* **WHAT IS REQUIRED**
Return each line of the records holding the string "blue".

Referring expression grounding data:

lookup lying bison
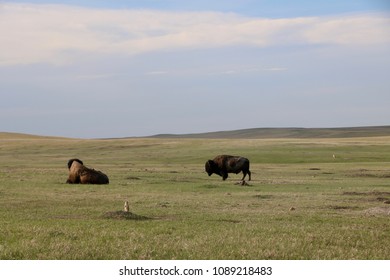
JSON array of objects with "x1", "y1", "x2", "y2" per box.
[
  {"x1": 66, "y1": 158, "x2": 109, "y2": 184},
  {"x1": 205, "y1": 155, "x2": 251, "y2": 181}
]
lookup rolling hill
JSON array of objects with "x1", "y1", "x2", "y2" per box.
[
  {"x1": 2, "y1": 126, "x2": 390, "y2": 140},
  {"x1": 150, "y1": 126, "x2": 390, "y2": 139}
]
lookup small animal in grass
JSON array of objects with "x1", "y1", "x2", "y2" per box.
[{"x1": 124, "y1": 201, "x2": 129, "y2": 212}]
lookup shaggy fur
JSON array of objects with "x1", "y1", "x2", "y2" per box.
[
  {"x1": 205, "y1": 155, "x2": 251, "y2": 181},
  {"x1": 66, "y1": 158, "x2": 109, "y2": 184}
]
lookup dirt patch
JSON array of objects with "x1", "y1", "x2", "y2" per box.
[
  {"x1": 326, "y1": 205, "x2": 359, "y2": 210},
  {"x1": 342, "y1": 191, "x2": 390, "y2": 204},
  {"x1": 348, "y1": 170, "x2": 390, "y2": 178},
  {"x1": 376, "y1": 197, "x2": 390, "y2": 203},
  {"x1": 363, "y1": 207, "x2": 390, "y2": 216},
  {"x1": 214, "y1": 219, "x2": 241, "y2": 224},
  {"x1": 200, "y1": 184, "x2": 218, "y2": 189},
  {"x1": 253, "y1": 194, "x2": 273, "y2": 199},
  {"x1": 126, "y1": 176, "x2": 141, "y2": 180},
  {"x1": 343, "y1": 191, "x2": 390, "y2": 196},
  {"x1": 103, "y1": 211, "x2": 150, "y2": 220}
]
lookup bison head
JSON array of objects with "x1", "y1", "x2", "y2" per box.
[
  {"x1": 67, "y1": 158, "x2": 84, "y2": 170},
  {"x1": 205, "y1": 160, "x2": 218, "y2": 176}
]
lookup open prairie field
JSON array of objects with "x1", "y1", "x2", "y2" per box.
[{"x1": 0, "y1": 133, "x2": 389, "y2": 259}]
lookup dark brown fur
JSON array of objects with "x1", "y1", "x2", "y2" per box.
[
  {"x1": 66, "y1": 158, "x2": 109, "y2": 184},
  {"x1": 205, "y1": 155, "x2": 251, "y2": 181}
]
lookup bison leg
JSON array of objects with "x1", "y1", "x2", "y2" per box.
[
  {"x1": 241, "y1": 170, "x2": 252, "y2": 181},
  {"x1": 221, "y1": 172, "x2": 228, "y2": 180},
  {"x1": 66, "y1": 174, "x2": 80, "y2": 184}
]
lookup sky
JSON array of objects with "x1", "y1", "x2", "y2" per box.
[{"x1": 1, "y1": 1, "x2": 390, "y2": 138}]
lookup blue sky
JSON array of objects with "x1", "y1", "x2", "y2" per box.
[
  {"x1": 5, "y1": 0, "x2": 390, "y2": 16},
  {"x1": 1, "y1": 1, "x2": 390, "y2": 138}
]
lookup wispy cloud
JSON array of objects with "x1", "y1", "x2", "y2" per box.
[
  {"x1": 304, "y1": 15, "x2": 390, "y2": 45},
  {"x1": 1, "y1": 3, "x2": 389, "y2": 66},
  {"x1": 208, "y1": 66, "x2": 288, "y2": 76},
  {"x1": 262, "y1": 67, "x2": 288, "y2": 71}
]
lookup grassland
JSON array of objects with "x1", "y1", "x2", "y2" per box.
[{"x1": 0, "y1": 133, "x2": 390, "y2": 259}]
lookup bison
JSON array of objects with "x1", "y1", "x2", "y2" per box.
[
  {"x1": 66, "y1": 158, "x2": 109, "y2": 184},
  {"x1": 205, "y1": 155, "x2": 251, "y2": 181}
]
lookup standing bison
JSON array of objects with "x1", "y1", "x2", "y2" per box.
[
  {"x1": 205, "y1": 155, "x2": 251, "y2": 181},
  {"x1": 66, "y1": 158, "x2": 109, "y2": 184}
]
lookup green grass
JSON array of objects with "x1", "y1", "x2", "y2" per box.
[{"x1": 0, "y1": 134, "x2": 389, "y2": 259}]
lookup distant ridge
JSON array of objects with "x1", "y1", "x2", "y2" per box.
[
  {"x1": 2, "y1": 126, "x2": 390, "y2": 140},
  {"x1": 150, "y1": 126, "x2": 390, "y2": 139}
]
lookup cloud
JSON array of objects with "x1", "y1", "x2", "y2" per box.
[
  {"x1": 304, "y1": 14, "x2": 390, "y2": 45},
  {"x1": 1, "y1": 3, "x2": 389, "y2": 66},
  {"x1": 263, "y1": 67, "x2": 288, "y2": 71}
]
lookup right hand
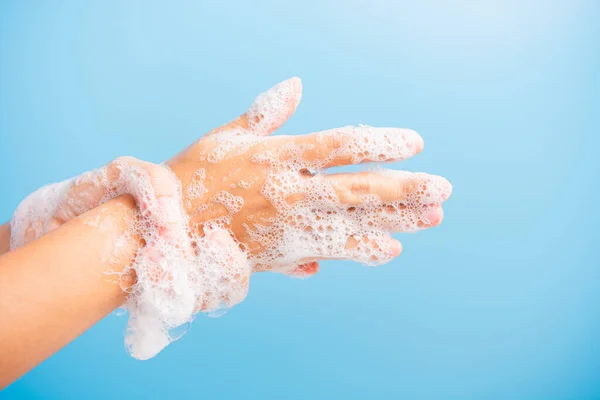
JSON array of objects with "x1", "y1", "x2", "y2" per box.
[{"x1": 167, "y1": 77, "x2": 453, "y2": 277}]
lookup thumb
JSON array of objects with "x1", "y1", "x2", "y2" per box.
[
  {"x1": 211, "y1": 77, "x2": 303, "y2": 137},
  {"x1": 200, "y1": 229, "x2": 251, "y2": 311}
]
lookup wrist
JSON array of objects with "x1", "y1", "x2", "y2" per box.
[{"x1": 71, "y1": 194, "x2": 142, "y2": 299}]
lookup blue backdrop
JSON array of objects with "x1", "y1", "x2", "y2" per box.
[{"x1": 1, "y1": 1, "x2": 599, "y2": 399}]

==

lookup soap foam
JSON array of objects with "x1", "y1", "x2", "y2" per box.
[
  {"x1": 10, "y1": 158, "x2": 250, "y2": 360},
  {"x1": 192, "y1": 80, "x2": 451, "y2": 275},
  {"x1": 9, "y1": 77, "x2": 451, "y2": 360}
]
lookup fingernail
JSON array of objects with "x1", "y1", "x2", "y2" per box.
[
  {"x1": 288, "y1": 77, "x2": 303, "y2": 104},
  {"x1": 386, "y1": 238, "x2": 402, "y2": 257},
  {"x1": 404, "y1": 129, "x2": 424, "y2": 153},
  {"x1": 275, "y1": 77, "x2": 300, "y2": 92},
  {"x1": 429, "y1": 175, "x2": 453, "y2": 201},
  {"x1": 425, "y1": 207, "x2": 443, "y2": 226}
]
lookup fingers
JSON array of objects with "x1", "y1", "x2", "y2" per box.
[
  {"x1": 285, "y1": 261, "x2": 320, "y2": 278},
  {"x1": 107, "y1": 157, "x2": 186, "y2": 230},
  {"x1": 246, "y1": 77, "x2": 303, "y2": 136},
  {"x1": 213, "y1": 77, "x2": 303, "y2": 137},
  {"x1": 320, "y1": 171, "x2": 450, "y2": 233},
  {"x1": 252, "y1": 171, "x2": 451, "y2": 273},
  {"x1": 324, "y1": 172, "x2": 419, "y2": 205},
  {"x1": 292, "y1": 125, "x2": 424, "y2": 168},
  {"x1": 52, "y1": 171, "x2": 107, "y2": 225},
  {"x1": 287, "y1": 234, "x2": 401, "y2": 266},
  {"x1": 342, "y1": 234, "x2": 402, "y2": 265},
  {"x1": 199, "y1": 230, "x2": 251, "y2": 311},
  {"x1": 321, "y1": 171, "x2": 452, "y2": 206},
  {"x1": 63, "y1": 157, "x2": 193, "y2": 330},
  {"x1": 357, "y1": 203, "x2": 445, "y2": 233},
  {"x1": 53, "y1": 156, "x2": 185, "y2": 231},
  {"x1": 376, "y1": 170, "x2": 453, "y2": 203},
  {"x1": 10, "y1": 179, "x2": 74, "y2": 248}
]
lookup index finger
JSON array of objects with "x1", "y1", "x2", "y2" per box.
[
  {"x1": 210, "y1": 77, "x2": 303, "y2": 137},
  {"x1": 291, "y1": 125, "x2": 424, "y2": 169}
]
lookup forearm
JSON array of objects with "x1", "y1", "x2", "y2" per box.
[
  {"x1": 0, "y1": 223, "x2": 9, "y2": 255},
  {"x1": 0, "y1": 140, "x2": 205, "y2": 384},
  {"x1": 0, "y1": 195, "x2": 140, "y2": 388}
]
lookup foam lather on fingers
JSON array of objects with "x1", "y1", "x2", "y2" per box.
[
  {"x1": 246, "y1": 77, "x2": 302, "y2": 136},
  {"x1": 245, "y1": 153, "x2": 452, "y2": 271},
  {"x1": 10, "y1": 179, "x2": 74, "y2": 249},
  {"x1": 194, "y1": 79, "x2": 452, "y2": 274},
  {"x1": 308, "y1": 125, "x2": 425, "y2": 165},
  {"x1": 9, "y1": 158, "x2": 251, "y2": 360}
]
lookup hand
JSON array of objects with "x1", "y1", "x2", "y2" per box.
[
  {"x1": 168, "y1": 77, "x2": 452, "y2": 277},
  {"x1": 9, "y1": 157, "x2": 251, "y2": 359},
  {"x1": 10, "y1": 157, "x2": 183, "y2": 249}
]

---

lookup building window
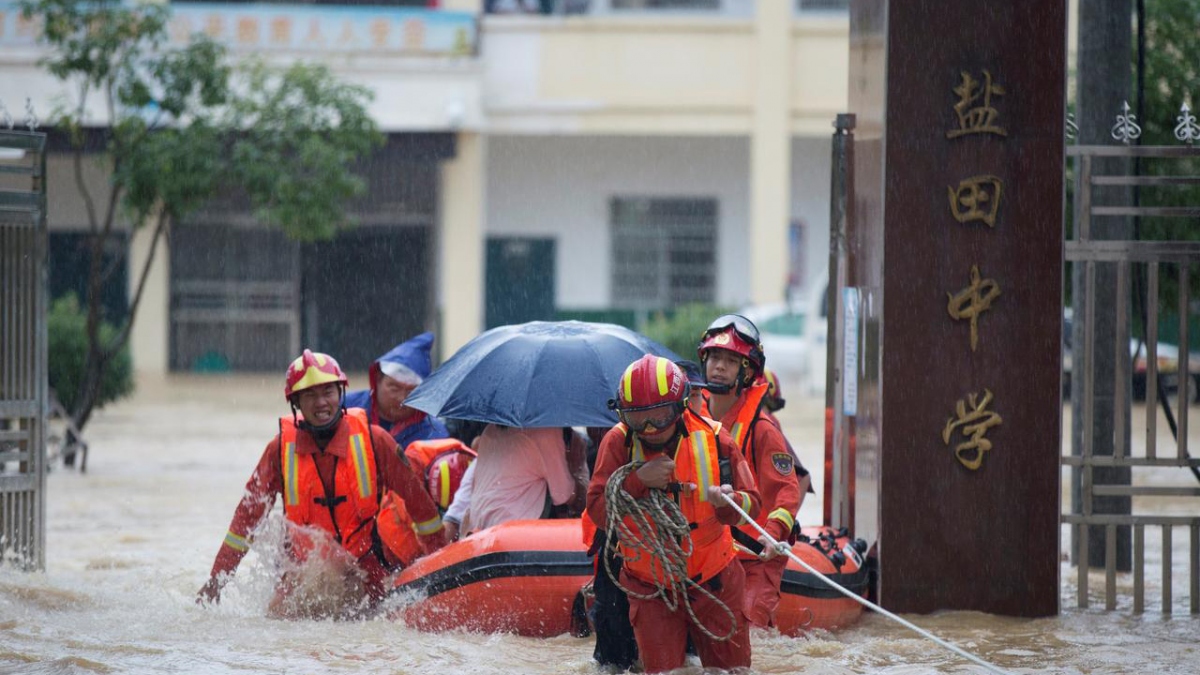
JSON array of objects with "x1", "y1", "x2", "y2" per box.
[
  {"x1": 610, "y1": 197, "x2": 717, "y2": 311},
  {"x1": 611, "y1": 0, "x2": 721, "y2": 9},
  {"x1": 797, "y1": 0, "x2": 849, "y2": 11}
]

* **TASK RESPONSE**
lookup blue sky
lookup blue backdrop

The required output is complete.